(Referring expression data)

=== Begin Enclosure ===

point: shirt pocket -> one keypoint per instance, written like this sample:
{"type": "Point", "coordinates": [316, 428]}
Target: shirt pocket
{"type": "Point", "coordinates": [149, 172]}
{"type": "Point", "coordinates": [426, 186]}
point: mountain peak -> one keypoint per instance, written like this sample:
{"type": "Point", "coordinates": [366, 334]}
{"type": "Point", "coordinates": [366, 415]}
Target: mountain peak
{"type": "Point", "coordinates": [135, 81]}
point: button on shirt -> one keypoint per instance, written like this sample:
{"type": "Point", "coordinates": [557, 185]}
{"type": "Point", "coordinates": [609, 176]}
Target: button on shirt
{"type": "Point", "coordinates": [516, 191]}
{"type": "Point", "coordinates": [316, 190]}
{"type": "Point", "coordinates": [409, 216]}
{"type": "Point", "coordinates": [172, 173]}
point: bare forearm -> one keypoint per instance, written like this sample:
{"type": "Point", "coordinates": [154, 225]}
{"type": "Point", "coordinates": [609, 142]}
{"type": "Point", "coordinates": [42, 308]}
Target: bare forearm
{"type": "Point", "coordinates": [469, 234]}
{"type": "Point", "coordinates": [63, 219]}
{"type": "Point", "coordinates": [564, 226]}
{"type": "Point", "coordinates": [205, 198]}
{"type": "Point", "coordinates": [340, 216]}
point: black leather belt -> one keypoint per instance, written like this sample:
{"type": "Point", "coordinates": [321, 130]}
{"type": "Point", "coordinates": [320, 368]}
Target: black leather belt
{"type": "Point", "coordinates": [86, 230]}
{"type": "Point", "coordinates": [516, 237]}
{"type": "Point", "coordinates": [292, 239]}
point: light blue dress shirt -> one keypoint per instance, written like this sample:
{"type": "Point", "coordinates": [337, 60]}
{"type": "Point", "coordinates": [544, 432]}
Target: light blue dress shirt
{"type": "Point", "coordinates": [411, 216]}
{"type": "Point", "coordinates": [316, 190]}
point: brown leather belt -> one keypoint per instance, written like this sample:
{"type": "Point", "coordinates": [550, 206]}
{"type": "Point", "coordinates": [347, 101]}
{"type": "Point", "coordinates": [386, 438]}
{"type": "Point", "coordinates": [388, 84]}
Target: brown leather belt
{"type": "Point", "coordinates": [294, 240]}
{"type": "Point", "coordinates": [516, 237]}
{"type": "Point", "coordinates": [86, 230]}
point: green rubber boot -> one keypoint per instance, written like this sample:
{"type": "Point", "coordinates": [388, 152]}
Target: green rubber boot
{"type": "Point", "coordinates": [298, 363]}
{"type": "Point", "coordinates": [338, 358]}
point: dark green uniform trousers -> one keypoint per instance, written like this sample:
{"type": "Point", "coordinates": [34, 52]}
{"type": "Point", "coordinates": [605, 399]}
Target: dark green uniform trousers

=== End Enclosure ===

◆ Problem description:
Every line of the entries above that holds "trousers" should be copied out.

◆ Exercise output:
point: dark green uniform trousers -> one keypoint per instance, written like this sample:
Target: dark green uniform trousers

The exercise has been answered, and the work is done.